#### Your goal:
Convert the records from the line with "One point lands on every instance of the leafy" through the line with "pixel 798 246", both included, into a Markdown table with the columns Row and Record line. Number each row and leave out blank lines.

-*-*-

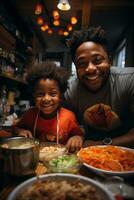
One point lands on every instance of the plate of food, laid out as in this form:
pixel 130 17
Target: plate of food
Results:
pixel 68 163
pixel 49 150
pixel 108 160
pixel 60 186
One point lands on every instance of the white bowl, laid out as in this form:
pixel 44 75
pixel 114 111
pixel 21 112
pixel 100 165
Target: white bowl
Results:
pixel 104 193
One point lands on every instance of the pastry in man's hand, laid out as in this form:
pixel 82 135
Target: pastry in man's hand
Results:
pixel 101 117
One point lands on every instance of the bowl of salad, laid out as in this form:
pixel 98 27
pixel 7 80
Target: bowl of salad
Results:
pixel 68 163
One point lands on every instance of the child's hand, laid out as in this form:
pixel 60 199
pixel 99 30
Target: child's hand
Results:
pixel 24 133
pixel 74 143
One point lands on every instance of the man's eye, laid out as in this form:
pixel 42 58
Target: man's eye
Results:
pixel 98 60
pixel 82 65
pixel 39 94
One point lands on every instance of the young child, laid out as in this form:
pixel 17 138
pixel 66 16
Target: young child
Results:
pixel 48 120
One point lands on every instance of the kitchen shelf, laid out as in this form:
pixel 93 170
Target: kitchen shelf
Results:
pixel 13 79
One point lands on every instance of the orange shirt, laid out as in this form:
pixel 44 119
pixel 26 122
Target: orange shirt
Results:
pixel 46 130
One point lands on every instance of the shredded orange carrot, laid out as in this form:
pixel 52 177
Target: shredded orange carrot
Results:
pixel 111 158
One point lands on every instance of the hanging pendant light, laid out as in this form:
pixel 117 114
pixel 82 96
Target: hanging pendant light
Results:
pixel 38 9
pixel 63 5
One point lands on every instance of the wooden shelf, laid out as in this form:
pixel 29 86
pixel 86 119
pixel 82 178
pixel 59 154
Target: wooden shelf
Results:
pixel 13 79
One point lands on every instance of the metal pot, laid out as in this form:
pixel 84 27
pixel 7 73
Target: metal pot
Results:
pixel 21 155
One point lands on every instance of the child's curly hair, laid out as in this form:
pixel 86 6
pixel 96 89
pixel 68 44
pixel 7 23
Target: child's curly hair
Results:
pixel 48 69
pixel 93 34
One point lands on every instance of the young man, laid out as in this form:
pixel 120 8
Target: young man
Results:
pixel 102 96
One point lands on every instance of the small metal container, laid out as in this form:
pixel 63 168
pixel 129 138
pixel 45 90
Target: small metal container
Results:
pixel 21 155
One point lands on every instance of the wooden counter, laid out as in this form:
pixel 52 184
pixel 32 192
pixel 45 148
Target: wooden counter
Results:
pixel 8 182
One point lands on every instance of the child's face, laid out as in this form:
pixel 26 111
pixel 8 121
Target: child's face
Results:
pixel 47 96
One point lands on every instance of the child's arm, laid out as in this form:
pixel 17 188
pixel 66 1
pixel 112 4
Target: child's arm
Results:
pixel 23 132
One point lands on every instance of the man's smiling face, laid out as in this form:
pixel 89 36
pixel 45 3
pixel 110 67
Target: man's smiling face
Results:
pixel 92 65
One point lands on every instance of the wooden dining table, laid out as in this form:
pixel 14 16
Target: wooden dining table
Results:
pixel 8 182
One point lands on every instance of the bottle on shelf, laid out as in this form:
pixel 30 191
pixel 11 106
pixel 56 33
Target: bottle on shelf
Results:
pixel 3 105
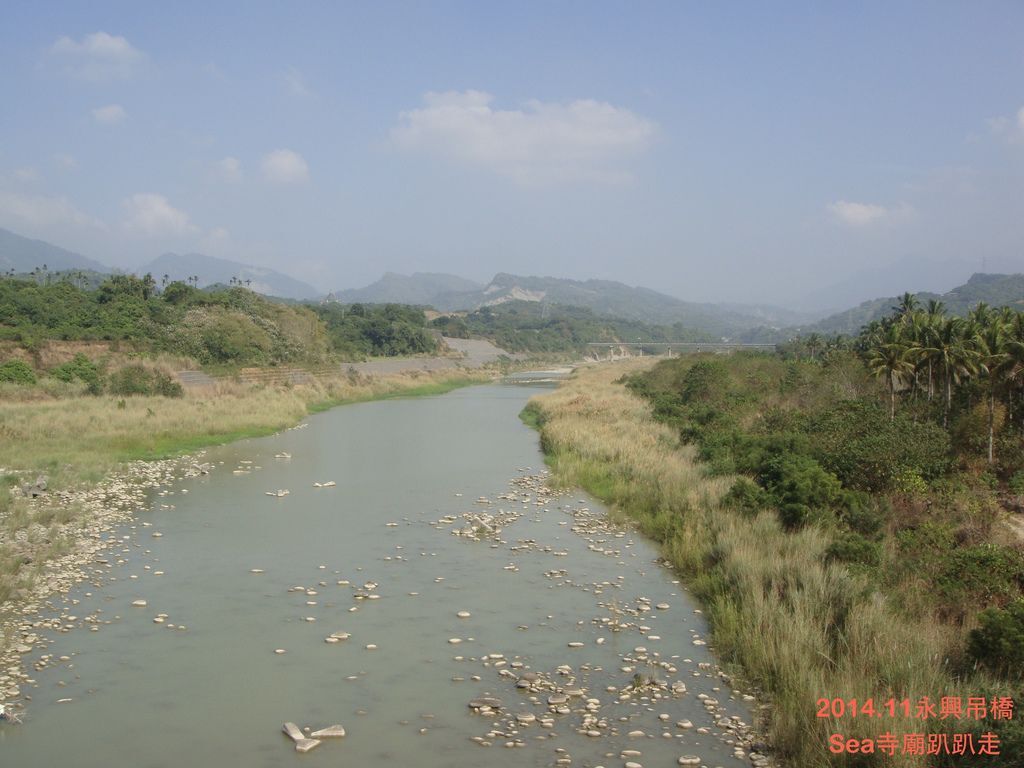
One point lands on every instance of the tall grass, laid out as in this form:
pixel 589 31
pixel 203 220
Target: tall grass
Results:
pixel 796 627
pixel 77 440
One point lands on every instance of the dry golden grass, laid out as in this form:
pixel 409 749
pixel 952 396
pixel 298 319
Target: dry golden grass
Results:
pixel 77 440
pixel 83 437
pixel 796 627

-*-*-

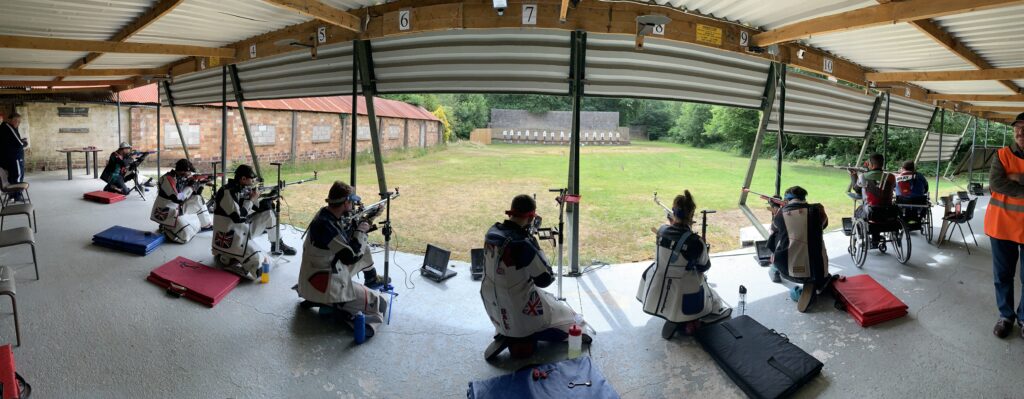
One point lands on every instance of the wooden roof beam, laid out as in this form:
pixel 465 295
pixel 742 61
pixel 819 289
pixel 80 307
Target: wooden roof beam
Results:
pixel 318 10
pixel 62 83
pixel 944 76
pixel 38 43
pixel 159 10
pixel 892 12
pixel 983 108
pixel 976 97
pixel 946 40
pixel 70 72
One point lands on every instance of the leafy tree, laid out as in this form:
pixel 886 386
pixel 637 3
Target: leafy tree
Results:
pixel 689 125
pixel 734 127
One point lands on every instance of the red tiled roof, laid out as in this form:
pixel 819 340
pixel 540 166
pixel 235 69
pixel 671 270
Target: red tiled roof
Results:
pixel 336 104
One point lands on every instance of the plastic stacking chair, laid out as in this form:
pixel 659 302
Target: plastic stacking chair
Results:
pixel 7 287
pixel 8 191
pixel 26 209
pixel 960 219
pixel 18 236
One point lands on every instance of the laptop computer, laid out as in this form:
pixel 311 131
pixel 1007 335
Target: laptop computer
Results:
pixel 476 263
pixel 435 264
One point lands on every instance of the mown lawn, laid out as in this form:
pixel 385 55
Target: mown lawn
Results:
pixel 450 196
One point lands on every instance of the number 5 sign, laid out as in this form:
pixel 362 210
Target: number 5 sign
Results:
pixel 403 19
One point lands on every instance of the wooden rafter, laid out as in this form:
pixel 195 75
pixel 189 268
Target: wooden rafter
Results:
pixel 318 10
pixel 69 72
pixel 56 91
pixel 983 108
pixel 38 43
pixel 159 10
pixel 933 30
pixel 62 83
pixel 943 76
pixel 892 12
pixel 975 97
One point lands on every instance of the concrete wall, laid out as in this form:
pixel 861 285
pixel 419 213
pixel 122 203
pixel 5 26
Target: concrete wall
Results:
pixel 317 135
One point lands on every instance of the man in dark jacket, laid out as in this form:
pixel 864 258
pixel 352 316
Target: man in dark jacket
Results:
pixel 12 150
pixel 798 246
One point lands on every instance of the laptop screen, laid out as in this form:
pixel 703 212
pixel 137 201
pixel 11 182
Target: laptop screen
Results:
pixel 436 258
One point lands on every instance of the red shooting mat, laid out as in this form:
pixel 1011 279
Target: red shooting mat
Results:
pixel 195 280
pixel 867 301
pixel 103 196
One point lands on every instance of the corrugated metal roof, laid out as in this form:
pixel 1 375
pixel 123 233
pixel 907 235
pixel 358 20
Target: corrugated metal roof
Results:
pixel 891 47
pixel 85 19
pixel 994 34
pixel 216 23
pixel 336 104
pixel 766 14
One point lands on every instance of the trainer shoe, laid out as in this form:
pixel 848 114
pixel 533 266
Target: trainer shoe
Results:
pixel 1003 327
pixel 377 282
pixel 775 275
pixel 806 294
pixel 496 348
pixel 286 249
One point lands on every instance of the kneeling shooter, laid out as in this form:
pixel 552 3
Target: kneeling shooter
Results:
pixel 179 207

-*-*-

#### Written response:
| Row | Record line |
|---|---|
| 1 | One point lands on every instance of the leafy tree, laid out as in this form: |
| 2 | pixel 886 386 |
| 3 | pixel 637 3 |
| 4 | Target: leafy tree |
| 5 | Results: |
| 6 | pixel 689 125 |
| 7 | pixel 734 127 |
| 8 | One point lands on every instance of the red tiled roof, laid out as in this form: |
| 9 | pixel 819 340 |
| 10 | pixel 540 166 |
| 11 | pixel 235 69 |
| 12 | pixel 671 270 |
| 13 | Target: red tiled roof |
| 14 | Results: |
| 15 | pixel 336 104 |
| 16 | One point lands on every instance of the plastic stacking chair, laid out as in this form: |
| 17 | pixel 659 302 |
| 18 | Target: plastic stacking chair |
| 19 | Results: |
| 20 | pixel 7 287 |
| 21 | pixel 8 191 |
| 22 | pixel 26 209 |
| 23 | pixel 960 219 |
| 24 | pixel 18 236 |
| 25 | One point lands on every instance of the laptop computer, laid out as in this form: |
| 26 | pixel 311 131 |
| 27 | pixel 1007 335 |
| 28 | Target: laptop computer |
| 29 | Results: |
| 30 | pixel 476 263 |
| 31 | pixel 435 264 |
| 32 | One point lands on every instance of the mown lawn, laid out as in this form: |
| 33 | pixel 385 55 |
| 34 | Target: mown lawn |
| 35 | Results: |
| 36 | pixel 450 196 |
| 37 | One point lands on every instance of the number 5 sign, laid out as in this form: |
| 38 | pixel 362 210 |
| 39 | Target: number 5 sign |
| 40 | Results: |
| 41 | pixel 403 19 |
| 42 | One point lands on every instance of the wooden rafter, laid out as in this form: |
| 43 | pixel 195 75 |
| 44 | pixel 189 268 |
| 45 | Target: wooden rafter |
| 46 | Results: |
| 47 | pixel 318 10 |
| 48 | pixel 69 72 |
| 49 | pixel 56 91 |
| 50 | pixel 983 108 |
| 51 | pixel 38 43 |
| 52 | pixel 159 10 |
| 53 | pixel 933 30 |
| 54 | pixel 62 83 |
| 55 | pixel 943 76 |
| 56 | pixel 892 12 |
| 57 | pixel 975 97 |
| 58 | One point lands on every instance of the concrete wall, laid out as in this form: |
| 59 | pixel 861 285 |
| 60 | pixel 419 213 |
| 61 | pixel 122 203 |
| 62 | pixel 5 26 |
| 63 | Target: concrete wall |
| 64 | Results: |
| 65 | pixel 317 135 |
| 66 | One point lands on every instance of the man in dark jacket, laid out as in this form: |
| 67 | pixel 864 258 |
| 68 | pixel 352 316 |
| 69 | Target: man in dark jacket |
| 70 | Results: |
| 71 | pixel 12 150 |
| 72 | pixel 798 246 |